Start of Data extracts

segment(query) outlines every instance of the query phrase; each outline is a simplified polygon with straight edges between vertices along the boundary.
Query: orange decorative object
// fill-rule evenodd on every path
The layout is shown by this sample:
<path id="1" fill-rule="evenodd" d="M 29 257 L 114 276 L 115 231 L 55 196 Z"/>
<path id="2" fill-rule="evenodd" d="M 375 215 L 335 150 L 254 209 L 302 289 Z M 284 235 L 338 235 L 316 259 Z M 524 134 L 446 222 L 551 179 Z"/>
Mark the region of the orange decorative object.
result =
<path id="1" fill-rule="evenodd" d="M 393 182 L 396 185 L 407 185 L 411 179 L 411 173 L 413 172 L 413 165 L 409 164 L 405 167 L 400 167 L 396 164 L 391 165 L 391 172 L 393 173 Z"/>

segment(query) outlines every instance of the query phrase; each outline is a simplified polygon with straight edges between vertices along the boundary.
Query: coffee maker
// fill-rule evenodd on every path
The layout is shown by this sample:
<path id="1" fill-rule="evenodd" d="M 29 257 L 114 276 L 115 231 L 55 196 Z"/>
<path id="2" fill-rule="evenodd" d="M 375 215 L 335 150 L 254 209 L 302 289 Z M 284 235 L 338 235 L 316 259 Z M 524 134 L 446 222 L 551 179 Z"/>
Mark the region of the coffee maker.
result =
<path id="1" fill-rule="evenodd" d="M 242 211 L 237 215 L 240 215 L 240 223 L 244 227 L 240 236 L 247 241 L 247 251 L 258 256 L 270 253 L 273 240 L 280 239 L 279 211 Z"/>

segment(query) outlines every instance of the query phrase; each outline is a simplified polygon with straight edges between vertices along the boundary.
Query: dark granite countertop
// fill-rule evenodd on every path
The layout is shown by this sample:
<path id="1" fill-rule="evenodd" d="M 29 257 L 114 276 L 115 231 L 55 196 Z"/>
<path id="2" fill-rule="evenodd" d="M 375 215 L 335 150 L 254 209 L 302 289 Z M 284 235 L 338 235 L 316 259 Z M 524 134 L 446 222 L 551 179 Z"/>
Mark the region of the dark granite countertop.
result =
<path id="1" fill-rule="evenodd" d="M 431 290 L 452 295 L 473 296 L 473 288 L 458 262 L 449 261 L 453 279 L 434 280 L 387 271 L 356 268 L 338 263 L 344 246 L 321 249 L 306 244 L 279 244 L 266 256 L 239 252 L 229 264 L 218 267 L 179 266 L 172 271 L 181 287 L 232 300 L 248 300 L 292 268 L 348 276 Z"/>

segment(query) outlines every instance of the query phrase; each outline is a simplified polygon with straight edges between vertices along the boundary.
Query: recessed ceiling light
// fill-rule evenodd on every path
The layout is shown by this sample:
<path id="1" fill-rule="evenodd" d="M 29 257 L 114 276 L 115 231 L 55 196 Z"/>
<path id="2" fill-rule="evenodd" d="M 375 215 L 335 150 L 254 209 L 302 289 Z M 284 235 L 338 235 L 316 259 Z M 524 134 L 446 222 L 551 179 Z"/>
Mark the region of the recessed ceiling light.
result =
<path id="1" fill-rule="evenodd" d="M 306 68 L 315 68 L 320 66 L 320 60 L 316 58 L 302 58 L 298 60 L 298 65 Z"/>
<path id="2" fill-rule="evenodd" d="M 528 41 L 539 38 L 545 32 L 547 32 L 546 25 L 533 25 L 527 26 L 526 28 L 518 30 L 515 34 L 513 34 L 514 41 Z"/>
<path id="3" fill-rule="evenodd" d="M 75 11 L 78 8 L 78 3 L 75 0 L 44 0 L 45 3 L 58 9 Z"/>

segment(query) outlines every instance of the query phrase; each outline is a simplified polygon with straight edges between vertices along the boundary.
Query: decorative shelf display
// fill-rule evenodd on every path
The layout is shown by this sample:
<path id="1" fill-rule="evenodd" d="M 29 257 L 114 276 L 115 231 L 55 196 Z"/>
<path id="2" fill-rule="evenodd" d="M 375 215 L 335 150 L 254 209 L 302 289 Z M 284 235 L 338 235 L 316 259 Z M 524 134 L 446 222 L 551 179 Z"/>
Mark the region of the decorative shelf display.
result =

End of Data extracts

> What to work on:
Each line that contains the string "countertop" should be copied from the data above.

> The completed task:
Query: dark granite countertop
Mark the region of the dark granite countertop.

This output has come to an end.